> REQUIRED ACTION
Transcribe part of the piece on ChatGPT Projects below, starting with "Give it context." and going on through "want to create.".

> SOURCE EXTRACT
* * * * * * *

Most of the time, the images give me enough direction.
I can refine them or import into Canva for polishing.

Why Projects Matter So Much

When you combine:

  • Custom instructions
  • Project-only memory
  • Knowledge base documents
  • Deep Research
  • Images
  • Web search
  • Canvas

You essentially create a personal, evolving AI workspace for any long-term project.

Writing.
Research.
Product development.
Marketing.
Learning.
Even coding.

Most ChatGPT users never touch this feature.
But once you use it properly, it becomes the most productive part of your entire workflow.

Final

I’ve been building, writing, coding, experimenting, and creating nonstop for years.
My brain is always full — ideas, tools, drafts, half-finished projects, tasks I want to return to.

Projects finally gave me a place to put everything in one place — clean, organized, powerful.

For the first time in years, I feel like my creative life has structure.

If you’ve been overwhelmed by your ideas,
or if you juggle too many things at once,
or if you keep starting but rarely finishing —

try building a Project.

One project for writing.
One for your startup.
One for your product.
One for your learning path.
One for your research.

Give it context.
Feed it materials.
Shape its behavior.
And watch it grow with you.

Most people think ChatGPT is just a chatbox.
But Projects?
They turn ChatGPT into your second brain — one that never forgets, always organizes, and helps you build the life you want to create.

This is the feature everyone is sleeping on.
But if you use it well, it might just be the thing that pushes your work — and your future — forward.

* * * * * * *

> EXCERPTED DATA

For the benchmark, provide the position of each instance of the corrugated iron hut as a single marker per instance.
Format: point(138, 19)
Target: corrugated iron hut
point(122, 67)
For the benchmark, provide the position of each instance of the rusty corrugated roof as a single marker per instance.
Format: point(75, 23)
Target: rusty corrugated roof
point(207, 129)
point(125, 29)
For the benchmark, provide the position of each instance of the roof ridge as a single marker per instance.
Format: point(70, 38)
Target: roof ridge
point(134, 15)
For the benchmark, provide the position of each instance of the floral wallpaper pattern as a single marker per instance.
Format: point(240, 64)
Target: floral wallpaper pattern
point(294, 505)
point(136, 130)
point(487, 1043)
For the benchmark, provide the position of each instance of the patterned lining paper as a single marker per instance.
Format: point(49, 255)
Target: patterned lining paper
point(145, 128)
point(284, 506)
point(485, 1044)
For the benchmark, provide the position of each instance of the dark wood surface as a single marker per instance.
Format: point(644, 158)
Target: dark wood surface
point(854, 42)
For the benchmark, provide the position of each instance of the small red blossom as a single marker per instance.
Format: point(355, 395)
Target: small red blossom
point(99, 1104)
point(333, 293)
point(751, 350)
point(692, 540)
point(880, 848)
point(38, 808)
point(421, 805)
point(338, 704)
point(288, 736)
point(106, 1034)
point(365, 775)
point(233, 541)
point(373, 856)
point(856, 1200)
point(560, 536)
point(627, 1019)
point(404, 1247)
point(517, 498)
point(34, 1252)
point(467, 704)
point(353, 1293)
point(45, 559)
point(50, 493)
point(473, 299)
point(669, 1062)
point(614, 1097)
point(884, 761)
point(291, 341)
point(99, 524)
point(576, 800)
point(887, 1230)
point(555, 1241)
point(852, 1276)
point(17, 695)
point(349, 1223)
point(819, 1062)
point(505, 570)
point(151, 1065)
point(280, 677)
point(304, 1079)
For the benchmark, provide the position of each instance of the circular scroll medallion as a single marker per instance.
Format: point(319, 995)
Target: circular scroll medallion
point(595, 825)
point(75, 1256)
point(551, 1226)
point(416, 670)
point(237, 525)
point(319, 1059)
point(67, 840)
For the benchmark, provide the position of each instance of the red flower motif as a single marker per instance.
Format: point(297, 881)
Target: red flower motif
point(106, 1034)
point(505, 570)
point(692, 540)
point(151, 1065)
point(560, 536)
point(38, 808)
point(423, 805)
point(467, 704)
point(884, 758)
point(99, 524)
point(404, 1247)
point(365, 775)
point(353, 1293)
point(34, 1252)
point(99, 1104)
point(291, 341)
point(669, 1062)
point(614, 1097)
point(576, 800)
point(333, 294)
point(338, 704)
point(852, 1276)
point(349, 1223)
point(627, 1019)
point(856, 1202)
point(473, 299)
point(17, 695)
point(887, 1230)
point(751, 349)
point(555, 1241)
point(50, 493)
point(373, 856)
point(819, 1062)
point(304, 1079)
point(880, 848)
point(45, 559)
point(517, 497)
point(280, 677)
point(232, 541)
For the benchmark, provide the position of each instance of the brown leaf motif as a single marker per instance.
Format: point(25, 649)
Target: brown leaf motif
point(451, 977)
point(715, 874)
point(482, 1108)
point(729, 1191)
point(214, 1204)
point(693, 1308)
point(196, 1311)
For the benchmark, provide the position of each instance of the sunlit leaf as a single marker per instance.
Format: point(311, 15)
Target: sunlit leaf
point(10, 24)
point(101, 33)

* * * * * * *

> SOLUTION BELOW
Give it context.
Feed it materials.
Shape its behavior.
And watch it grow with you.

Most people think ChatGPT is just a chatbox.
But Projects?
They turn ChatGPT into your second brain — one that never forgets, always organizes, and helps you build the life you want to create.